--- LESETEXT ---

Schwaches Weihnachtsgeschäft droht: Auch Nürnbergs Innenstadt fehlen Kunden

27.11.2020, 17:22 Uhr
Die Kunden kaufen gezielt ein - und lassen sich seltener zu Spontankäufen verleiten.

© Julian Stratenschulte/dpa Die Kunden kaufen gezielt ein - und lassen sich seltener zu Spontankäufen verleiten.

„Die Verbraucher werden auch in Coronazeiten zu Weihnachten Geschenke kaufen. Unter den Bedingungen des Teil-Lockdowns erledigen sie ihre Einkäufe in vielen Branchen aber voraussichtlich oft lieber online“, resümiert Stefan Genth, Hauptgeschäftsführer des Handelsverbands Deutschland.

---

_ZU ERLEDIGEN A:_ Schreiben Sie aus dem Lesetext den Abschnitt ab, der mit den Worten „27.11.2020, 17:22 Uhr“ beginnt und mit „des Handelsverbands Deutschland.“ schließt.
_ZU ERLEDIGEN B:_ Nennen Sie alle Substantive, die in dem Zitat im Lesetext vorkommen, also in dem Text zwischen den Anführungszeichen.

--- BEREITGESTELLTE LISTE ---

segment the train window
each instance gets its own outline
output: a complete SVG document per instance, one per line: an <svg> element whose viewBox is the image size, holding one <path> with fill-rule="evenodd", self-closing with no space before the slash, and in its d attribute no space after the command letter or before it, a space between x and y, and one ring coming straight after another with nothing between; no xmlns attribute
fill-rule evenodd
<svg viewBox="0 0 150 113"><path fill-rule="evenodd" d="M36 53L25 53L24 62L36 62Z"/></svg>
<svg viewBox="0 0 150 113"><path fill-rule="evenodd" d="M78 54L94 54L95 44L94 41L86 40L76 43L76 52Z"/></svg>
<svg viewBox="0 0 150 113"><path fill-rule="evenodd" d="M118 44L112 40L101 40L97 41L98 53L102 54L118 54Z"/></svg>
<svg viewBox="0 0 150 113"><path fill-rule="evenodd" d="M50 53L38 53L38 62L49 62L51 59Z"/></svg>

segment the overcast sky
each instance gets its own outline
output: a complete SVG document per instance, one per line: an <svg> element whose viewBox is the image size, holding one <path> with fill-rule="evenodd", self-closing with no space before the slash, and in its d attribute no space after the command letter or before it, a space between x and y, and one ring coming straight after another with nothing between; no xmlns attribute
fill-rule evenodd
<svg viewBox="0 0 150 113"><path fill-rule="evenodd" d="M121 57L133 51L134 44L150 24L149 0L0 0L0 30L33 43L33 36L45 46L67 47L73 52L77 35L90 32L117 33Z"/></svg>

---

_ENDGÜLTIGE ANTWORT A:_
27.11.2020, 17:22 Uhr
Die Kunden kaufen gezielt ein - und lassen sich seltener zu Spontankäufen verleiten.

© Julian Stratenschulte/dpa Die Kunden kaufen gezielt ein - und lassen sich seltener zu Spontankäufen verleiten.

„Die Verbraucher werden auch in Coronazeiten zu Weihnachten Geschenke kaufen. Unter den Bedingungen des Teil-Lockdowns erledigen sie ihre Einkäufe in vielen Branchen aber voraussichtlich oft lieber online“, resümiert Stefan Genth, Hauptgeschäftsführer des Handelsverbands Deutschland.

_ENDGÜLTIGE ANTWORT B:_ Verbraucher, Coronazeiten, Weihnachten, Geschenke, Bedingungen, Teil-Lockdowns, Einkäufe, Branchen